Dettagli attività
Secondo il testo del documento, quale occupazione provvisoria aveva trovato Maria alla mensa ufficiali della caserma di Casarsa della Delizia?

Testo del documento
○ ○ ○ ○ ○

Maria era stanca di stare in quel
piccolo paese, in quella casa, era stanca di stare in quella
famiglia. Era l’ultima di quattro fratelli, sorella più piccola
dello zio Arcangelo, detto Bass, di cui ho già raccontato qui
Le stava stretto il paese, le stava
stretta la famiglia, le stavano stretti i compaesani. Scalpitava,
impaziente e desiderosa di una vita diversa, che non fosse scandita
così tanto dalle stagioni, dalla povertà e dalla mancanza di
libertà che la famiglia le imponeva.
Non c’era lavoro, oltre a quello dei
campi, ma gli americani stavano organizzando il ritorno in patria e
avevano fatto della caserma a Casarsa della Delizia, oggi dei bersaglieri, il punto di
raccolta di tutti i mezzi e attrezzature militari da rispedire in
America, e lei aveva trovato una occupazione provvisoria lì come
lavapiatti alla mensa ufficiali. Non durò a lungo, perché gli
americani in qualche mese sbaraccarono, portandosi via tutto il
trasportabile e mettendo all'asta invece quello che non ci stava più
sugli aerei da trasporto. Qualcuno fece buoni affari, comprando
camionette, moto sidecar e molto altro...
Maria ci andava tutti i giorni in
bicicletta a Casarsa, tre chilometri all'andata e tre chilometri al
ritorno, pedalando su strade allora bianche e piene di buche. Una
bicicletta da donna, parecchio sgangherata, con una sporta di cuoio
appesa al manubrio dove metteva quello che alla mensa le permettevano
di portarsi a casa, generalmente cibo e avanzi, qualche volta anche
biancheria, ma raramente.
Fu lì che conobbe l'uomo che divenne
poi suo marito. Era un ragazzo francese naturalizzato americano. Dai
racconti di mia nonna so che si chiamava Louis e aveva ancora molti
parenti che vivevano vicino a Tolosa. Maria ebbe i suoi problemi in
famiglia, perché erano tutti contrari a questo legame....ma alla
fine si rassegnarono con la non tanto segreta speranza che una volta lui fosse ritornato in
America, le cose si sarebbero risolte da sole..

○ ○ ○ ○ ○

Dati forniti
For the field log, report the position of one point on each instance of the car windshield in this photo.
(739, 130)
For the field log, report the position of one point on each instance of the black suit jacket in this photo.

○ ○ ○ ○ ○

Risultato attività
Lavorava come lavapiatti.